Problems to work on ▸
**A.** In the news report on the Iran Nuclear Deal, what date is given for the release of the IAEA's latest report?
**B.** Retype the part of the news report on the Iran Nuclear Deal starting at "London, 23 May" and ending at "are less transparent.".

Passage shown ▸
London, 23 May – The Joint Comprehensive Plan of Action (JCPOA), also known as the Iran Nuclear Deal, has several problems, according to a former senior official of International Atomic Energy Agency (IAEA). One of them is that it does not call for inspection of Iran’s military facilities. Because the military side in Iran’s nuclear program is dismissed by the agency that oversees Iran’s commitments, the reports are less transparent.

Former Deputy Director General of the International Atomic Energy Agency (IAEA), and head of its Department of Safeguards, Dr. Olli Heinonen, who is currently a Senior Advisor on Science and Non-proliferation at the Foundation for Defense of Democracies, said in a interview, “In its latest report released on February 22, IAEA said that it has been verifying and overseeing Iran’s commitment to the JCPOA.” He did not explain how does IAEA evaluates Iran’s commitment now, saying that “such an elaboration should be made by IAEA.” Iran has said repeatedly that it will not allow IAEA to inspect its military establishments, which according to Heinonen, is against the Comprehensive Safeguards Agreement Iran has signed with the IAEA separately.

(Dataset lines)
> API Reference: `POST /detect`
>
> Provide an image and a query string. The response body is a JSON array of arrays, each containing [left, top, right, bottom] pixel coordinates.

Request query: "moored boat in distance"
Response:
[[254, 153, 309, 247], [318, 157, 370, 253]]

Answers for each item ▸
**A.** February 22

**B.**
London, 23 May – The Joint Comprehensive Plan of Action (JCPOA), also known as the Iran Nuclear Deal, has several problems, according to a former senior official of International Atomic Energy Agency (IAEA). One of them is that it does not call for inspection of Iran’s military facilities. Because the military side in Iran’s nuclear program is dismissed by the agency that oversees Iran’s commitments, the reports are less transparent.